→ Aim of the task:
What you return should be the lines from the one with "130, row 451." through the one with "446, row 206." in the data below, reproduced exactly with both ends, and no pictures at all.

(Referring expression pointing data)
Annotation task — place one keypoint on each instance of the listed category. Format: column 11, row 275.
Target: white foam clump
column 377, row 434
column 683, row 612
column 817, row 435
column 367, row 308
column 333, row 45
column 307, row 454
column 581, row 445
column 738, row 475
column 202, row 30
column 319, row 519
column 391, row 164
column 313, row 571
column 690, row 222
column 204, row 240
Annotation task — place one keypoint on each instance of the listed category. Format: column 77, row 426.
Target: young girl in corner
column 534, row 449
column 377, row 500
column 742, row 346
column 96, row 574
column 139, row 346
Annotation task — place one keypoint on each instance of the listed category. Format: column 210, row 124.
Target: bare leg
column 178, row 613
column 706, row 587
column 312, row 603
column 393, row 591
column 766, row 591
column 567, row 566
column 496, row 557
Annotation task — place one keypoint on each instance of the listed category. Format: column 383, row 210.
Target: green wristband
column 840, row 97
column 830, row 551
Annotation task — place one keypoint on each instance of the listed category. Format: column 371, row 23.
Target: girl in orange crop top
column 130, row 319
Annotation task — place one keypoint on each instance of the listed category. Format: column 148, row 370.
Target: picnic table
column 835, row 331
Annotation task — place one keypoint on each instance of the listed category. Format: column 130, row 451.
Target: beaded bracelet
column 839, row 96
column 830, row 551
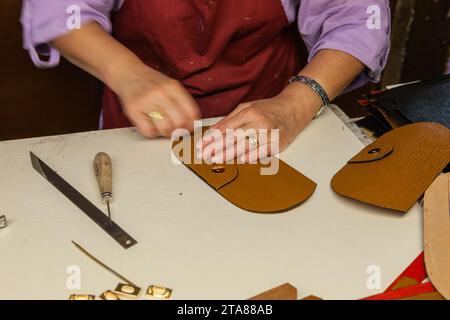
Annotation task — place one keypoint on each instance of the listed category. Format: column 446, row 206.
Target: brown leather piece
column 244, row 186
column 284, row 292
column 437, row 233
column 396, row 179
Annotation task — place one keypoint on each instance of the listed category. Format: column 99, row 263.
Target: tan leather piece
column 437, row 234
column 396, row 180
column 284, row 292
column 244, row 186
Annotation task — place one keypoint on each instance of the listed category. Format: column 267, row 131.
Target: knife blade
column 102, row 220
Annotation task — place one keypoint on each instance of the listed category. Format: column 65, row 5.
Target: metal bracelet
column 317, row 88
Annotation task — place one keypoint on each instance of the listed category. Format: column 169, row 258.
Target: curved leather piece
column 437, row 233
column 374, row 152
column 244, row 186
column 397, row 180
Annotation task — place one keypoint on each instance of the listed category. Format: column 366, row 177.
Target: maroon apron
column 223, row 51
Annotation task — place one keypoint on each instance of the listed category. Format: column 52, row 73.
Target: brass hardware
column 82, row 297
column 3, row 222
column 109, row 295
column 218, row 169
column 373, row 151
column 159, row 292
column 128, row 290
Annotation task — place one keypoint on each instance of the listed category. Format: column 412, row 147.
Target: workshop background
column 35, row 102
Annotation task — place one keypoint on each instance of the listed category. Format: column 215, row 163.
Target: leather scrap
column 397, row 168
column 437, row 234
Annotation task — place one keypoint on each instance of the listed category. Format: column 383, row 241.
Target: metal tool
column 118, row 275
column 103, row 174
column 82, row 203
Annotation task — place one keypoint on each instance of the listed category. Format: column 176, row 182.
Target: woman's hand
column 289, row 112
column 143, row 90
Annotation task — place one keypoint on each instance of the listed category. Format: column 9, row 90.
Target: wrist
column 304, row 102
column 122, row 71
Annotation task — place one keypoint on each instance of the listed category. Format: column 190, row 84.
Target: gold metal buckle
column 82, row 297
column 109, row 295
column 128, row 290
column 159, row 292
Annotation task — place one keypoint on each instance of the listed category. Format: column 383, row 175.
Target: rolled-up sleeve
column 46, row 20
column 360, row 28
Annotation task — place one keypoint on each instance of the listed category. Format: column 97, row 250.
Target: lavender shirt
column 360, row 28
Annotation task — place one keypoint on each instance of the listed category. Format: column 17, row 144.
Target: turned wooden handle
column 103, row 173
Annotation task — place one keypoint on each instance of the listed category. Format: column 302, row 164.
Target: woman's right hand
column 143, row 90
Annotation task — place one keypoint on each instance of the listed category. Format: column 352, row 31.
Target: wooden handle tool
column 103, row 174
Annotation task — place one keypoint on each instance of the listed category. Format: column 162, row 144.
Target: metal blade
column 82, row 203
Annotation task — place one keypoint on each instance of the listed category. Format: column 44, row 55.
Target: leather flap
column 216, row 175
column 400, row 176
column 245, row 186
column 373, row 152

→ Task solution:
Annotation task — place one keypoint on each instance of the listed category. Format: column 130, row 451.
Target: beaded bracelet
column 839, row 96
column 830, row 551
Annotation task — place one keypoint on each instance of the listed category. Format: column 446, row 206.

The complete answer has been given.